**Extracto del texto**:
..........

VOLKSWAGEN
Max Weber y
Davide Cantoni
Max Weber
(1864-1920) formuló en su afamada obra La
ética protestante y el espíritu del capitalismo la tesis de que los países
en los que triunfó la Reforma, es decir, los países protestantes (luteranos,
calvinistas y anglicanos) han tenido un mayor éxito económico y de desarrollo
que los países de la Contrarreforma (católicos). Para el padre de la sociología
alemana las bases religiosas protestantes son la causa del progreso del norte
frente al relativo atraso del sur fomentado por su base católica. La teoría
weberiana, en mi opinión, y con la perspectiva del hombre actual, hace agua por
muchos lados. Sin entrar en el plano conceptual, que nos llevaría a
disquisiciones como la fe, la predestinación, el perdón de los pecados y
limitándonos al plano empírico, la teoría no es consistente con hechos como el
de que Austria, Baviera o Bélgica, zonas mayoritariamente católicas, observen
grados de desarrollo similares, si no superiores, a otras zonas de Alemania,
Reino Unido o Nueva Inglaterra, estas sí con mayoría protestante. Por otra
parte, su contexto decimonónico le hace analizar el mundo desarrollado con una
dialéctica católico-protestante, pero ¿en qué términos religiosos explicaría
Weber el mundo desarrollado de hoy con la concurrencia de Japón, Taiwan, Corea,
China y todos los nuevos que van viniendo al mundo desarrollado, con sus
confucionismo, sintoísmo, hinduismo, taoísmo… y todos los ismos del oriente? ¡Menudo lío para adaptar la teoría de fundamentación
religiosa con el guirigay de recién llegados al club!
La idea del
protestantismo calvinista como impulsor del progreso y coartada de la riqueza y
el éxito viene paradójicamente del determinismo. Dios sabe de antemano quién se
va a salvar. Tú no lo sabes y no importa lo que hagas o la fe que tengas, pero
cómo él no te lo hace saber, el muy pillo, tú obraras con un comportamiento
moral intachable intentando reconocerte entre los elegidos de antemano para la
salvación. Las cartas están marcadas. Es la paradoja de la predestinación que
actúa como estímulo para el comportamiento moral. El destino inexorable
diseñado por Dios parece jugar un papel más eficaz que el del perdón católico
de la confesión, algo así como la Paradoja de Newcomb con sus cajas con dinero
y la posibilidad de elegir ante una predicción hecha de antemano.
Por si las
contradicciones de la teoría weberiana no fueran suficientes, Davide Cantoni,
doctorado por Harvard y profesor de la Universidad de Munich llevó a cabo un
estudio en el que analiza el crecimiento económico de 272 ciudades alemanas
(162 luteranas, 88 católicas y 22 calvinistas de 1300 a 1900 para concluir que
la religión no explica las diferencias de crecimiento.

..........

**Datos aportados**:
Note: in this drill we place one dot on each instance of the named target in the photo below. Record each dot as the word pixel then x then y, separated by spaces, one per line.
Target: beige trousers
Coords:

..........

**Qué se pide**: Transcribe literalmente el fragmento del texto sobre Max Weber que comienza en "La idea del" y acaba en "hecha de antemano.".

**Respuesta escrita**:
La idea del
protestantismo calvinista como impulsor del progreso y coartada de la riqueza y
el éxito viene paradójicamente del determinismo. Dios sabe de antemano quién se
va a salvar. Tú no lo sabes y no importa lo que hagas o la fe que tengas, pero
cómo él no te lo hace saber, el muy pillo, tú obraras con un comportamiento
moral intachable intentando reconocerte entre los elegidos de antemano para la
salvación. Las cartas están marcadas. Es la paradoja de la predestinación que
actúa como estímulo para el comportamiento moral. El destino inexorable
diseñado por Dios parece jugar un papel más eficaz que el del perdón católico
de la confesión, algo así como la Paradoja de Newcomb con sus cajas con dinero
y la posibilidad de elegir ante una predicción hecha de antemano.